◆ **Problem to solve**
Could you reproduce the material from its start up to and including the line containing "M267 48L263 51L274", replacing "white undershirt" with "cotton undershirt" and leaving everything else as it is, but without the pictures?

[BEGIN Stored rows]

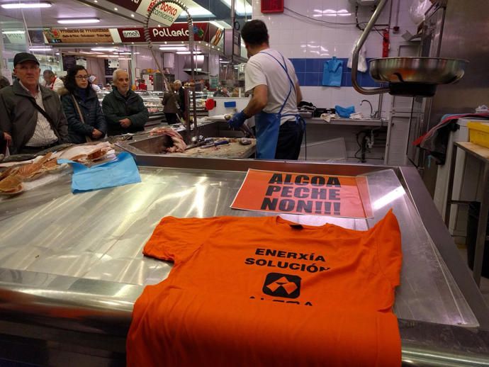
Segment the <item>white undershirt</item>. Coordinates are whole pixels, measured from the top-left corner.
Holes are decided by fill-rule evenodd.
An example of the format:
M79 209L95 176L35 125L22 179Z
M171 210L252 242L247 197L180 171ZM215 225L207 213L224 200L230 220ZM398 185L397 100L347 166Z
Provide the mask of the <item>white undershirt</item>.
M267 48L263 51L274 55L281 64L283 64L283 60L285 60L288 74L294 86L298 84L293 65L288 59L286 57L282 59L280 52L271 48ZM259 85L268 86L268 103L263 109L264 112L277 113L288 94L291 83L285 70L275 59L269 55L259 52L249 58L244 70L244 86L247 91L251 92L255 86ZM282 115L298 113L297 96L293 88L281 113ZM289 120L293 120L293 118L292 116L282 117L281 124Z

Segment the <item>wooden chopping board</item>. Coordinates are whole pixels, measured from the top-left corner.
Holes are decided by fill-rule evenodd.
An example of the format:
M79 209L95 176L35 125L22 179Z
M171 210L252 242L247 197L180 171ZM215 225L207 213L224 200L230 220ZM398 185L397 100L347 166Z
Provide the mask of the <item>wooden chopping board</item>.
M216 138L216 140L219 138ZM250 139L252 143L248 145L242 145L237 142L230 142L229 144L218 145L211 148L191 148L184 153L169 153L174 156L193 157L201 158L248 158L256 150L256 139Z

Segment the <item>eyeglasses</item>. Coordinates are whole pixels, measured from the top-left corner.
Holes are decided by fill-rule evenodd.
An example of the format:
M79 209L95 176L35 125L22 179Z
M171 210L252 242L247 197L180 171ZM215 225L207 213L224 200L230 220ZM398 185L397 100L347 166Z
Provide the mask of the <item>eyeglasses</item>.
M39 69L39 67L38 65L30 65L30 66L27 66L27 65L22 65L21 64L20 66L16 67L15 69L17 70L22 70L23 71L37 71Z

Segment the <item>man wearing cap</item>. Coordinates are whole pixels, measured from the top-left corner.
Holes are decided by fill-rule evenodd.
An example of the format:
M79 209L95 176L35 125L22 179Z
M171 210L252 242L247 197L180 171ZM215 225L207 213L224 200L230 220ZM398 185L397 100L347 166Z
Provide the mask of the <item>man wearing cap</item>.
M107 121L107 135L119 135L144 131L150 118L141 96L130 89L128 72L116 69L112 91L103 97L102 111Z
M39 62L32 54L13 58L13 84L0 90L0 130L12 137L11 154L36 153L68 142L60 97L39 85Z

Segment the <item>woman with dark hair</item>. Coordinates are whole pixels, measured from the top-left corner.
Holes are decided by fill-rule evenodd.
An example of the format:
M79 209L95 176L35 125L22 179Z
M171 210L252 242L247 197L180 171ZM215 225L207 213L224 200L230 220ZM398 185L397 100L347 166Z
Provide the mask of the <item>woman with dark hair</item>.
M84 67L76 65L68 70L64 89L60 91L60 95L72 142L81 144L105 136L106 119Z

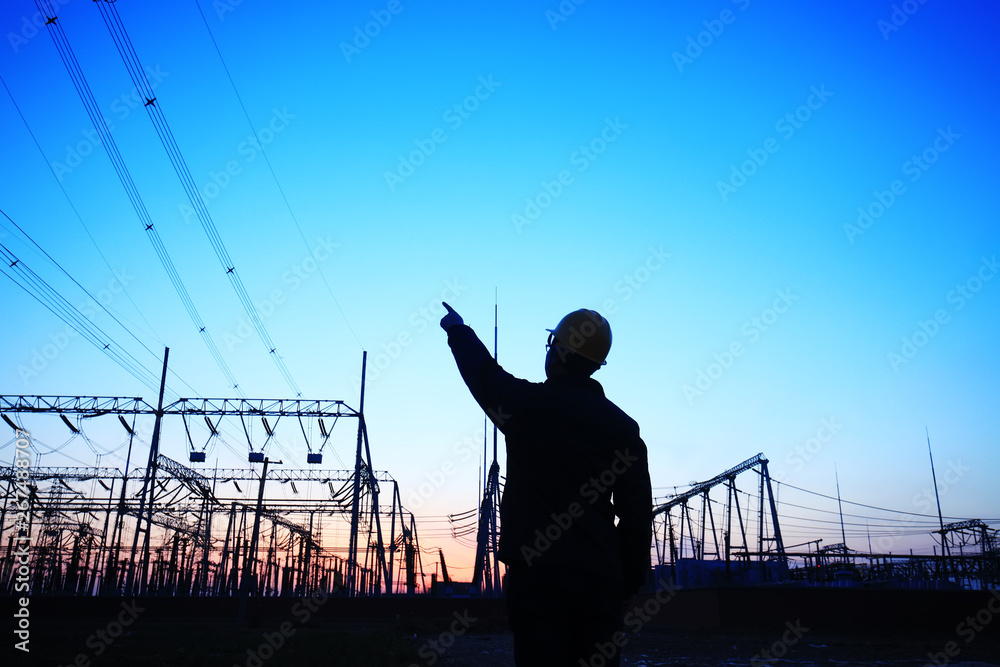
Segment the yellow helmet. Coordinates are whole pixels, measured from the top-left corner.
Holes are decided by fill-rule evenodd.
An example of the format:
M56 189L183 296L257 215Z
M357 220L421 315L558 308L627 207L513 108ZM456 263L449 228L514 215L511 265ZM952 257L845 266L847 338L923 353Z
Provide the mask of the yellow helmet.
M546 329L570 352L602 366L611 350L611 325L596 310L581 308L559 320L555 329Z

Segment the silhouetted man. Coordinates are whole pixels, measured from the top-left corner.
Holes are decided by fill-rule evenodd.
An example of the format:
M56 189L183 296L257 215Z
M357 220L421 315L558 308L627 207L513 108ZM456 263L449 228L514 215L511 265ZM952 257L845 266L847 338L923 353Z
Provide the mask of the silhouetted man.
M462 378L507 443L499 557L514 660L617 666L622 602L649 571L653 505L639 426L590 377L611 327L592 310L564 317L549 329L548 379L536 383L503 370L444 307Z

[END Stored rows]

◆ **Problem solution**
Segment the <item>cotton undershirt</item>. Coordinates are whole pixels, measured from the top-left corner.
Holes are decided by fill-rule evenodd.
An example of the format:
M79 209L95 176L35 125L22 179Z
M171 210L252 242L247 197L180 171ZM215 225L207 213L224 200L230 220ZM398 185L397 100L347 166Z
Provide the mask of the <item>cotton undershirt</item>.
M267 48L263 51L274 55L281 64L283 64L283 60L285 60L288 74L294 86L298 84L293 65L288 59L286 57L282 59L280 52L271 48ZM259 85L268 86L268 103L263 109L264 112L277 113L288 94L291 83L285 70L275 59L269 55L259 52L249 58L244 70L244 86L247 91L251 92L255 86ZM282 115L298 113L297 96L293 88L281 113ZM289 120L293 120L293 118L292 116L282 117L281 124Z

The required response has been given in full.